Extrait fourni
**********
Quelle issue restait- il donc à l’amour de Dieu ? Uniquement le choix de sa
grâce. C’est pourquoi le verset précédent nous dit déjà : « Car Dieu a tant aimé
le monde, qu’il a donné son Fils unique, afin que quiconque
(chacun en particulier) croit en lui
ne périsse pas, mais qu’il ait la vie éternelle »
(Comp. aussi 2 Cor. 5:18-21). Le monde comme tel ayant rejeté la grâce et l’amour
de Dieu, il ne reste plus qu’un « choix », une « élection par grâce ». « Chacun
»,
« Quiconque
a soif », « Celui
qui veut » est invité à venir et à
boire gratuitement de l’eau de la vie.
**********
Travail à réaliser
Extrayez mot pour mot, de l'extrait sur l'amour de Dieu et la grâce, le passage allant de « (Comp. aussi 2 » à « l’eau de la vie. ».

Données brutes
**********
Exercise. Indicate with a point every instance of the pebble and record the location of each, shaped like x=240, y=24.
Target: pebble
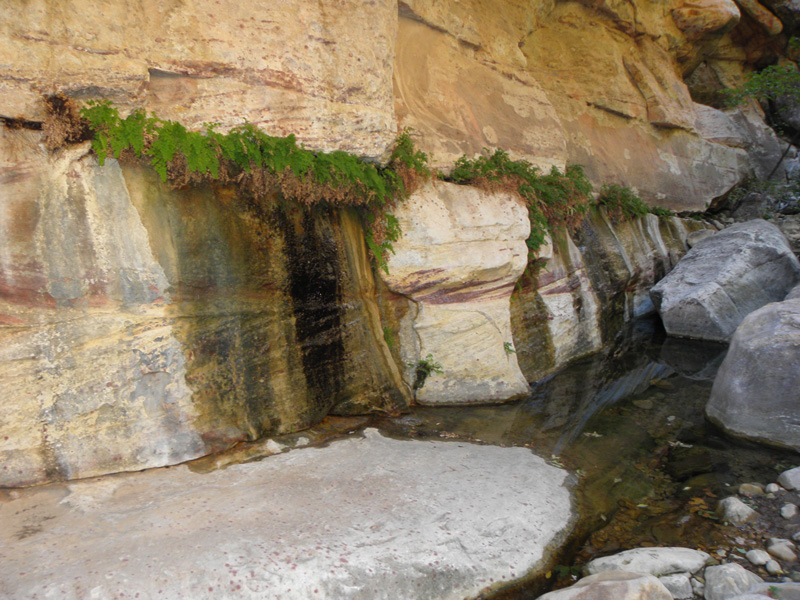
**********
Réponse ci-dessous
(Comp. aussi 2 Cor. 5:18-21). Le monde comme tel ayant rejeté la grâce et l’amour
de Dieu, il ne reste plus qu’un « choix », une « élection par grâce ». « Chacun
»,
« Quiconque
a soif », « Celui
qui veut » est invité à venir et à
boire gratuitement de l’eau de la vie.